▸ DATA SUPPLIED
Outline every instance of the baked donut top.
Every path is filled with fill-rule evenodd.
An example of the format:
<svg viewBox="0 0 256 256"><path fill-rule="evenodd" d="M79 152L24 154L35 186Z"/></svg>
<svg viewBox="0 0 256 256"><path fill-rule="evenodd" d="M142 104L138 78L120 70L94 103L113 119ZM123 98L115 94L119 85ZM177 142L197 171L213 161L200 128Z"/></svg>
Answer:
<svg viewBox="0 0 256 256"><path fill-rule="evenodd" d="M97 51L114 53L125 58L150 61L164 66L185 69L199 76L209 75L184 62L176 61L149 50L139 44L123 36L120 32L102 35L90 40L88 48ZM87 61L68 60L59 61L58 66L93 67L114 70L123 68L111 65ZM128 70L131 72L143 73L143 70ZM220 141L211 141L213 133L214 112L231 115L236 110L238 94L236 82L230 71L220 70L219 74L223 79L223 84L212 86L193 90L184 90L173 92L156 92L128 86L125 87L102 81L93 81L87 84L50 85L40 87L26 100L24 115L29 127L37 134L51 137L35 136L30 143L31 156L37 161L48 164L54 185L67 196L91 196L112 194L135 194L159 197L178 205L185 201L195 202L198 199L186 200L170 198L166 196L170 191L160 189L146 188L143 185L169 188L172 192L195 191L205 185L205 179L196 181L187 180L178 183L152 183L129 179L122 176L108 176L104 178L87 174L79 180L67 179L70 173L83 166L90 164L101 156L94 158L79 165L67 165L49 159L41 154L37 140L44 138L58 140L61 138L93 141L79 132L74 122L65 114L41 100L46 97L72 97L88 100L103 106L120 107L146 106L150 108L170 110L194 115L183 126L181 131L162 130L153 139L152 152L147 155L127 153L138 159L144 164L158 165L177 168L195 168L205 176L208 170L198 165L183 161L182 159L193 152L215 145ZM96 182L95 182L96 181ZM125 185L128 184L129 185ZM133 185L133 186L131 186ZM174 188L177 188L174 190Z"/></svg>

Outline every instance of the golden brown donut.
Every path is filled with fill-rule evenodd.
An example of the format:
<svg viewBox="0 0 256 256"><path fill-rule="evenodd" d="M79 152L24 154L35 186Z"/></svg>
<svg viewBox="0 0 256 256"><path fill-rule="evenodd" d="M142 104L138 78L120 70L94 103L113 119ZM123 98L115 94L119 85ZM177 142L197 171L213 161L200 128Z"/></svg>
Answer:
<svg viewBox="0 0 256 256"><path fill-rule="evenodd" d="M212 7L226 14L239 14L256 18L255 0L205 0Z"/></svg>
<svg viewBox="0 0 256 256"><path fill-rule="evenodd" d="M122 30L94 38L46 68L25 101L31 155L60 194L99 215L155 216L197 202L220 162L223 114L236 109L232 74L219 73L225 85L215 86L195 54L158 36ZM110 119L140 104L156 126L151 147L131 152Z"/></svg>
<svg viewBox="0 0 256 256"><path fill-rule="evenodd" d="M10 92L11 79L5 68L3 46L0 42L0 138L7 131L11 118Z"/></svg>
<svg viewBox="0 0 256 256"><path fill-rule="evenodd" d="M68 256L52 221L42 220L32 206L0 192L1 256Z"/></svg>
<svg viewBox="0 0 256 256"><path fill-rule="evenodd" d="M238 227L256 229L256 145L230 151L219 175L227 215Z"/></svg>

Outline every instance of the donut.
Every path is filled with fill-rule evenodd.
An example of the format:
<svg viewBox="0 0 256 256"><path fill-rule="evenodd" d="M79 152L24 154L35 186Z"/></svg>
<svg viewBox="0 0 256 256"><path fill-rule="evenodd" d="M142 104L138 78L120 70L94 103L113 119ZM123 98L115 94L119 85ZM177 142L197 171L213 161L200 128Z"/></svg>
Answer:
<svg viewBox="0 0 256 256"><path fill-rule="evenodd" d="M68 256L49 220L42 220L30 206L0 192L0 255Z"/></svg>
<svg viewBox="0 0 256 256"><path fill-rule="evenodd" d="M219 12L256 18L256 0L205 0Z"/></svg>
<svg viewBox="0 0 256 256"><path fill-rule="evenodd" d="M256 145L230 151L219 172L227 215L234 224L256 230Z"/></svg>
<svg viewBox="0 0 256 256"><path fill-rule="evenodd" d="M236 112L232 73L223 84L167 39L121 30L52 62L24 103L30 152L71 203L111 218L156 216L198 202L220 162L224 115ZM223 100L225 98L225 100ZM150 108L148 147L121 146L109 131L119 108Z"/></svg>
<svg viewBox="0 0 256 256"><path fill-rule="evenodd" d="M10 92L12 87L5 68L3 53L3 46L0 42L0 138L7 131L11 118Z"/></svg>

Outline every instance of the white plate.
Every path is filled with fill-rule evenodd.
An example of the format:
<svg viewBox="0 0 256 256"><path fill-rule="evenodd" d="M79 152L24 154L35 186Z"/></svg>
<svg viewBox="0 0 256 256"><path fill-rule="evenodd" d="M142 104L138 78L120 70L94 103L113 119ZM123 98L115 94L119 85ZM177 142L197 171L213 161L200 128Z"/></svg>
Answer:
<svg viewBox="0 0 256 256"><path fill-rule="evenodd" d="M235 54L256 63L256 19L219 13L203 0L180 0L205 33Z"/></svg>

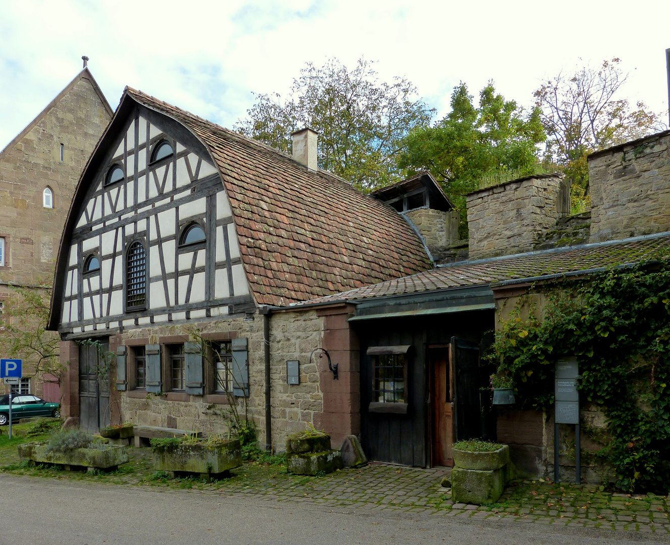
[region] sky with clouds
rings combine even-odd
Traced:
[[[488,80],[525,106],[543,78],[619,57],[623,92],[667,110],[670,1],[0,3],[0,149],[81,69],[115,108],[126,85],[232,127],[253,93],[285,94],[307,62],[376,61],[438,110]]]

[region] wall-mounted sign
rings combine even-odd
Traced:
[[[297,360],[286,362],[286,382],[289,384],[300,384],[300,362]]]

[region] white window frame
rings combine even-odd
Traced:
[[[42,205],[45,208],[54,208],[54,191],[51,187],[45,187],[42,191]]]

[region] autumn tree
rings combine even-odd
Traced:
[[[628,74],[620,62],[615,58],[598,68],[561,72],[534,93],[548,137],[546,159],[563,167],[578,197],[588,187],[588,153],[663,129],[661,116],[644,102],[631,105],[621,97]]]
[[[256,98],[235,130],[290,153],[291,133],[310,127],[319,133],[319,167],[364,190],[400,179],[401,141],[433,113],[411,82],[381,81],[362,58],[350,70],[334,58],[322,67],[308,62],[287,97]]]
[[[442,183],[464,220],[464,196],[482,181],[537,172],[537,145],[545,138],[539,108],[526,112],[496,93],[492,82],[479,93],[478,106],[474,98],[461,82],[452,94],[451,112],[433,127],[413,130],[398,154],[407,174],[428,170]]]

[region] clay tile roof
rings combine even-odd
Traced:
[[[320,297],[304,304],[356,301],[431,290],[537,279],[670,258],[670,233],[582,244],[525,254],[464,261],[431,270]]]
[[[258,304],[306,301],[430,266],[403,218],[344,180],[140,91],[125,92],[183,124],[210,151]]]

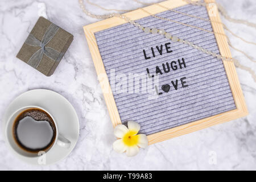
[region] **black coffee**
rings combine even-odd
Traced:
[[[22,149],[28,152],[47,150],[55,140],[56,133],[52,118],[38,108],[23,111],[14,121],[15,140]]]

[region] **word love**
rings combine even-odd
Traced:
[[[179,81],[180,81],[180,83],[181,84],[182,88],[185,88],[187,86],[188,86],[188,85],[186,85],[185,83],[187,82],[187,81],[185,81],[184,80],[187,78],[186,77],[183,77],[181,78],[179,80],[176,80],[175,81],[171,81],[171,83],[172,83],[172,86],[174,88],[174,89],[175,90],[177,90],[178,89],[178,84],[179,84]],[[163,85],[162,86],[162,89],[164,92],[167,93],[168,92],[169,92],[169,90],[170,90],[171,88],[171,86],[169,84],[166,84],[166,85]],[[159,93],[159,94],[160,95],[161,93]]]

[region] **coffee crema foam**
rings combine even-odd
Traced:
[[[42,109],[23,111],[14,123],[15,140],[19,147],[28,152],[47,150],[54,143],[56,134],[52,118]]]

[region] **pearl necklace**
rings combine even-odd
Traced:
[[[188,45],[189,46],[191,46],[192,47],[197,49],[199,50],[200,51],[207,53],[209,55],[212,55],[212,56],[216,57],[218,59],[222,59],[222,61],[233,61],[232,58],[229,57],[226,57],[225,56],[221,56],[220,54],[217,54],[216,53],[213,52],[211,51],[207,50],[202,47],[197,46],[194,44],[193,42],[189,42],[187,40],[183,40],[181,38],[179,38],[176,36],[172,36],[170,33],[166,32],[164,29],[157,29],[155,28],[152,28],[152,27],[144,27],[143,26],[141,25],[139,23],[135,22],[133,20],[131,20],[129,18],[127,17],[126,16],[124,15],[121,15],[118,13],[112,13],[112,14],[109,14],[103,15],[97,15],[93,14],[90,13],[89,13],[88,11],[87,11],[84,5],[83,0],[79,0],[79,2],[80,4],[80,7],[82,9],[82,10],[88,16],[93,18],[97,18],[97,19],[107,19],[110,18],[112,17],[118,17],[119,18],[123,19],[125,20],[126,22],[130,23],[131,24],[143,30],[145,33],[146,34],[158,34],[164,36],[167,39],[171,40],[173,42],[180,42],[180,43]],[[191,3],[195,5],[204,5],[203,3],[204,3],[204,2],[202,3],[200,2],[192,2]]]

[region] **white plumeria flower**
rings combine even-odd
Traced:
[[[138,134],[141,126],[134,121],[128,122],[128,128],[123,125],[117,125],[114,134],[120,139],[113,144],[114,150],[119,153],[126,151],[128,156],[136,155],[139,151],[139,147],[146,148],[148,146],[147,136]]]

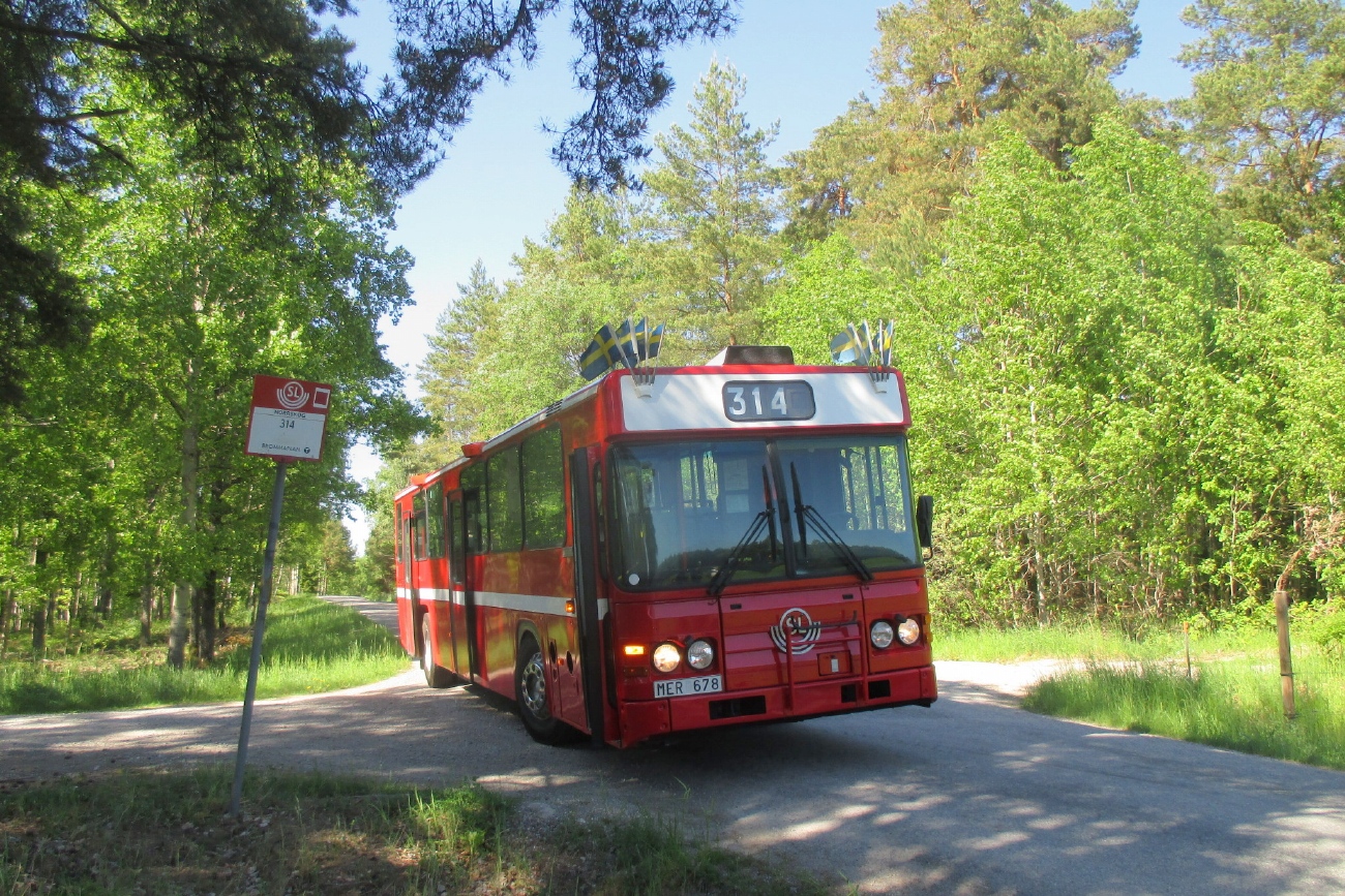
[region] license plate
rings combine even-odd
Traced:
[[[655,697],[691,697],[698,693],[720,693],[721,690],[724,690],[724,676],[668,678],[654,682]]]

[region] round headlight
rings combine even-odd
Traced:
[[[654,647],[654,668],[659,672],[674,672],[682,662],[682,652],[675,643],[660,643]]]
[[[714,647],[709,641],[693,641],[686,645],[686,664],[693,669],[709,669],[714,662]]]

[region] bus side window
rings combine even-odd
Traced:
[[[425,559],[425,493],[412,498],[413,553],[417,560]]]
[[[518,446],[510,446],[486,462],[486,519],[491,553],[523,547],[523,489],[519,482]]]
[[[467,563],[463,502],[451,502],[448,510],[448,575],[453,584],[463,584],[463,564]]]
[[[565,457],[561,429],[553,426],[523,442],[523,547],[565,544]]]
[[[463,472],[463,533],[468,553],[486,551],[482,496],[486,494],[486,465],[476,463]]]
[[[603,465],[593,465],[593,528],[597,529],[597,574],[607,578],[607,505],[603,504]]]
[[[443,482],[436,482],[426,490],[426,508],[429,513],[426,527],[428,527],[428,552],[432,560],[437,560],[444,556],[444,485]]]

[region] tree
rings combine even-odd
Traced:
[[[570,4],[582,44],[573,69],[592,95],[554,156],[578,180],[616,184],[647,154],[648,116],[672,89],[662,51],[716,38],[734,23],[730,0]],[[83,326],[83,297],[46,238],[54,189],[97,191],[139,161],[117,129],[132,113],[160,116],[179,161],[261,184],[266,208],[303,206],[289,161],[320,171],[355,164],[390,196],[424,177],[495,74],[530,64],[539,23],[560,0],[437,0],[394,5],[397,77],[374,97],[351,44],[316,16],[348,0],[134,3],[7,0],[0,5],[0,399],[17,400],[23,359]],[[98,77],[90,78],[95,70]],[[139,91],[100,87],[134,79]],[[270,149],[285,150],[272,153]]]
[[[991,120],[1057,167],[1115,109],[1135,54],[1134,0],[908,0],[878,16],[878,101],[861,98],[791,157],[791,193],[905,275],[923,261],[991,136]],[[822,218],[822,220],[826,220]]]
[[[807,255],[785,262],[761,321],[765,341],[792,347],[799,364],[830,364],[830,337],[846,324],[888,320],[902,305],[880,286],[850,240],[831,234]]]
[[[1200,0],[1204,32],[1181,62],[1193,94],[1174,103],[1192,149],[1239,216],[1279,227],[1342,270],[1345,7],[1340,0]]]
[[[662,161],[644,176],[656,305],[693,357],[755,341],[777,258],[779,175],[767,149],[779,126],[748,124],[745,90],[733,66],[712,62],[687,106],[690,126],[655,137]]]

▸ WRITTEN TASK
Find every line in the items above that contains the string "Outline" and copy each one in full. Match case exactly.

▸ THE ANSWER
Outline every instance of the baked donut top.
Outline every instance of the golden brown donut.
Outline every instance of the donut.
Outline every instance of the white plate.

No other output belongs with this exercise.